◆ Objective: Can you revise the records from the line containing "In the photo above, where can the white" through the line containing "column 662, row 59", replacing "boulder" with "large rock" everywhere it appears and leaving everything else unchanged? Return only those lines.

◆ Material supplied:
▼
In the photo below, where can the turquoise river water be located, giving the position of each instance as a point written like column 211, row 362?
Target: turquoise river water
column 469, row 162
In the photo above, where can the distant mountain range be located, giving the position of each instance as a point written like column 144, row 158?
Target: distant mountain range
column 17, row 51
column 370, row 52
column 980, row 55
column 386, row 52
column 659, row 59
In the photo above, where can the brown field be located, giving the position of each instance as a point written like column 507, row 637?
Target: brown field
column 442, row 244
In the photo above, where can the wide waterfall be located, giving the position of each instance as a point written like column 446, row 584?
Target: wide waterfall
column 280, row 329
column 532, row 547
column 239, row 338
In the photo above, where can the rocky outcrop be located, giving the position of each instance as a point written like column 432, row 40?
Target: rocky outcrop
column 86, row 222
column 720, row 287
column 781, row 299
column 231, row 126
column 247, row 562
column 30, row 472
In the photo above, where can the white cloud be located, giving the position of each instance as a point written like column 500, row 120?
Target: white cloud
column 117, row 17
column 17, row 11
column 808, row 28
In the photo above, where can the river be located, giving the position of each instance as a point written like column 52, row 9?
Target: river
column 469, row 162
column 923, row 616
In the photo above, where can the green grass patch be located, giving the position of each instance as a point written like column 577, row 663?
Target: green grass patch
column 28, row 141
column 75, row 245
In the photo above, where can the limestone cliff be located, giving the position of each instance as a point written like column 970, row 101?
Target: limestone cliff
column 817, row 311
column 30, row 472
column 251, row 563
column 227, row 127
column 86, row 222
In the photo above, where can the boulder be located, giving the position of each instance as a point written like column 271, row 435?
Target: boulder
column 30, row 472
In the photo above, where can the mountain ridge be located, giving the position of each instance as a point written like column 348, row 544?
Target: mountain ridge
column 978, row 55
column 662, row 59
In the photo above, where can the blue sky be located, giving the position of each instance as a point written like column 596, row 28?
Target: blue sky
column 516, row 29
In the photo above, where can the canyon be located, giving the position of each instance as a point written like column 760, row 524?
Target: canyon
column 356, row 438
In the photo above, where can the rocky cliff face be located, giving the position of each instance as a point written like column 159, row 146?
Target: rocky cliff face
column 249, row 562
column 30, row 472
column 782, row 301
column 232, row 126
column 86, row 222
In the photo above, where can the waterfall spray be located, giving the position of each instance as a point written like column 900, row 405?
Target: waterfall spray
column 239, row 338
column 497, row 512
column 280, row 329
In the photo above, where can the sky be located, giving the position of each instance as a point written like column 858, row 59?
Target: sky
▲
◆ Result for this exercise:
In the photo above, where can the white cloud be located, giving the position of each instance as a point written like column 500, row 120?
Target: white cloud
column 117, row 17
column 17, row 11
column 808, row 28
In the photo above, where can the river be located, giving the position of each instance as a point written like column 52, row 9?
Target: river
column 469, row 162
column 923, row 616
In the photo above, where can the green grass patch be located, giving the position of each instance as a point written like column 577, row 663?
Target: green grass patch
column 28, row 141
column 75, row 245
In the photo above, where can the limestone cliff be located, giving the position of each instance as a point written like column 970, row 101?
Target: limestone cliff
column 817, row 311
column 30, row 472
column 251, row 563
column 227, row 127
column 86, row 222
In the photo above, where can the large rock be located, giving the position of each instance as a point written like column 271, row 435?
Target: large rock
column 30, row 472
In the photo above, where can the mountain ridge be located, giving the position of each instance as a point written like column 348, row 544?
Target: mountain ridge
column 978, row 55
column 662, row 59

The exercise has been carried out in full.